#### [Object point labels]
<<<<
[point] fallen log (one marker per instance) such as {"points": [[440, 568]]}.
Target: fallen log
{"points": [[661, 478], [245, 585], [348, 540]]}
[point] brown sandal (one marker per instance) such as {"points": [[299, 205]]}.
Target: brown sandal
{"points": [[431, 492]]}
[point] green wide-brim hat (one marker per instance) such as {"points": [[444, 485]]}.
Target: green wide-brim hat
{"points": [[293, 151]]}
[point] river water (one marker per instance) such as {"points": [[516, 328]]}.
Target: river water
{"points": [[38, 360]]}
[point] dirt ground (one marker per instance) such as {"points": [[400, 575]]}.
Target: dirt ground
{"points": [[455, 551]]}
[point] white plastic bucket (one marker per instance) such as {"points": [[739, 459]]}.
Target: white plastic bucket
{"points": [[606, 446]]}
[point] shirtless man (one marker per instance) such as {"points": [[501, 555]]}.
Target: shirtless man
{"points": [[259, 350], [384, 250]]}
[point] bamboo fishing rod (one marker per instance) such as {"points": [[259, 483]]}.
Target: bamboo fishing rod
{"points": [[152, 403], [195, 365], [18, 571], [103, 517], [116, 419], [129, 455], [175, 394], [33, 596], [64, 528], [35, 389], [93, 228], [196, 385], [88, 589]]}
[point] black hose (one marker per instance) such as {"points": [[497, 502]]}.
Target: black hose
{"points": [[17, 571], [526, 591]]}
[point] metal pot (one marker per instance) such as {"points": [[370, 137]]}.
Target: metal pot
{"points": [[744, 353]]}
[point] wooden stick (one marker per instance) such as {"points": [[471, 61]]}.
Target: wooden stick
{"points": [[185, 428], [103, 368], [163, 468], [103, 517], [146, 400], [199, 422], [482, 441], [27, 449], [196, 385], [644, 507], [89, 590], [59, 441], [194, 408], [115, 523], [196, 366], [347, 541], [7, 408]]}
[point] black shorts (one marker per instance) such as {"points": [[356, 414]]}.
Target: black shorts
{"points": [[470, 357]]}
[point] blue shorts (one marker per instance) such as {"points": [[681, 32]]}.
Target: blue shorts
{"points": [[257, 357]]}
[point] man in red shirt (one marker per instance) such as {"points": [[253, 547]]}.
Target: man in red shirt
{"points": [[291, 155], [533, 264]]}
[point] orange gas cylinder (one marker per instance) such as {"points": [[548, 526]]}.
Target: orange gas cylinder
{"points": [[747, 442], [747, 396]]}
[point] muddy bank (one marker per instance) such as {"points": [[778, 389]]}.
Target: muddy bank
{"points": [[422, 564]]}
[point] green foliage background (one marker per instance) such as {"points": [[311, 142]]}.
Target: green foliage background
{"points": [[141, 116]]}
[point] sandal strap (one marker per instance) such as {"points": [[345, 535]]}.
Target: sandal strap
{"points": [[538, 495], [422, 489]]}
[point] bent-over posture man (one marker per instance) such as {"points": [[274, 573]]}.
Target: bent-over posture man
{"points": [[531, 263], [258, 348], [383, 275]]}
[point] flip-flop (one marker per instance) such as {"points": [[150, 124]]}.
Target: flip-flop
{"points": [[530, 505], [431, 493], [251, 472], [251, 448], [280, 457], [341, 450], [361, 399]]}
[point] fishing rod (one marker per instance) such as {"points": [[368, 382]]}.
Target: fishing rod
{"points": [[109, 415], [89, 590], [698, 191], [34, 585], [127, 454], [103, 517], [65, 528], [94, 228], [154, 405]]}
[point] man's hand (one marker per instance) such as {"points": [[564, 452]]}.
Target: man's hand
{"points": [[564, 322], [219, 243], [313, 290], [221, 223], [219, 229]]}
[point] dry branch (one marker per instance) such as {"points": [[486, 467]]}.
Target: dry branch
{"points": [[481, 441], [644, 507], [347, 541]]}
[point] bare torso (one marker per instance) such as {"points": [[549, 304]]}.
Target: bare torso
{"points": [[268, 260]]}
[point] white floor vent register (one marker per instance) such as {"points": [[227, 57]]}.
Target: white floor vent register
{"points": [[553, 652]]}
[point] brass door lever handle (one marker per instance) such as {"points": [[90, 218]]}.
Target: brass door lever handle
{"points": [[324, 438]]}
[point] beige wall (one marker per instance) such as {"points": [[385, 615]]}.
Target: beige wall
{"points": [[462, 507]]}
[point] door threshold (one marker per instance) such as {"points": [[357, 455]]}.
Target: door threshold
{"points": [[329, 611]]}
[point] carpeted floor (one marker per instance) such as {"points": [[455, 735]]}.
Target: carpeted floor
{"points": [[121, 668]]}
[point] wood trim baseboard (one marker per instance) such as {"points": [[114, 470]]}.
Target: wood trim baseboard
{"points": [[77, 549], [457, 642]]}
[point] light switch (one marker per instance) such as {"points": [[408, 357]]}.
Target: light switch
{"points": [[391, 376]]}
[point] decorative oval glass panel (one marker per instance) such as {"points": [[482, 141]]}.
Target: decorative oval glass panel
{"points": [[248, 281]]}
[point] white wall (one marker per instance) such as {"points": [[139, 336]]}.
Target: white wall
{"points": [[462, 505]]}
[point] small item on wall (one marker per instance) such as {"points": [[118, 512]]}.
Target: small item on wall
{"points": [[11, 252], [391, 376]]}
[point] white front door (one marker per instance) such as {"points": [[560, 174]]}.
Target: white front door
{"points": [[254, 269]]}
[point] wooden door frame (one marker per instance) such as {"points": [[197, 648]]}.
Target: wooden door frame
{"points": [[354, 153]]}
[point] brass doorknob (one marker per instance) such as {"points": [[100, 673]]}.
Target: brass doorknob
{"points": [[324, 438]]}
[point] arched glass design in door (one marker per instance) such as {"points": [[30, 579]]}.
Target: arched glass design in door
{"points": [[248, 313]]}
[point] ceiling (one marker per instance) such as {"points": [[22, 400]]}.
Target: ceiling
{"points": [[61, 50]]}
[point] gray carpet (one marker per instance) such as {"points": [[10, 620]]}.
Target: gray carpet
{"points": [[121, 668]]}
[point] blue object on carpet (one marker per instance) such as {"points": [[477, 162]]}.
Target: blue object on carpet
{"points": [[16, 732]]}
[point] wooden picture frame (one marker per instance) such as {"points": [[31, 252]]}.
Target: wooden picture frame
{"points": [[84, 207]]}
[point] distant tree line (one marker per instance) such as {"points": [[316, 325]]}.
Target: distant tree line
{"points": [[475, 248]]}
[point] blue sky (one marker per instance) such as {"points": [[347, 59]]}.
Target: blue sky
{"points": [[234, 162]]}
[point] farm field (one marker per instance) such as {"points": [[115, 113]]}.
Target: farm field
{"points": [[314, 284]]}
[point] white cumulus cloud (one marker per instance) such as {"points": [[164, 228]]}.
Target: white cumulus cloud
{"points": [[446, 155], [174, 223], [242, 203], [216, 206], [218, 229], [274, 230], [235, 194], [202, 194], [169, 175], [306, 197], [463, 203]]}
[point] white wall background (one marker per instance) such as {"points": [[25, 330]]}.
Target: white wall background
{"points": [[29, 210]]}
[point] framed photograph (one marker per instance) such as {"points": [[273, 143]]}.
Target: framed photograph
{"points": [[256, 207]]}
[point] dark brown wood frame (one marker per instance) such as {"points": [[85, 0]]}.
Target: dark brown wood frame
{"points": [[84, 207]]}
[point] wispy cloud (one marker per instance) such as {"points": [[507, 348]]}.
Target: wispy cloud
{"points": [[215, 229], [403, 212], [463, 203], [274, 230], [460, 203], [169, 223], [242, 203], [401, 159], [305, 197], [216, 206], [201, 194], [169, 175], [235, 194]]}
>>>>
#### [GIVEN PROBLEM]
Rewrite the lines, beginning at the one that contains "[point] wispy cloud" and stopping after the last line. Keep everything the same except the coordinates in the final point list, which each shift by -144; leave the "such as" sample unchanged.

#### [ANSWER TO THE TASK]
[point] wispy cloud (one marker per instance) such as {"points": [[507, 348]]}.
Target: wispy cloud
{"points": [[71, 85], [259, 68], [319, 59], [130, 86], [316, 59], [25, 79], [98, 59], [257, 15], [161, 53], [72, 62], [57, 50], [25, 31], [91, 50]]}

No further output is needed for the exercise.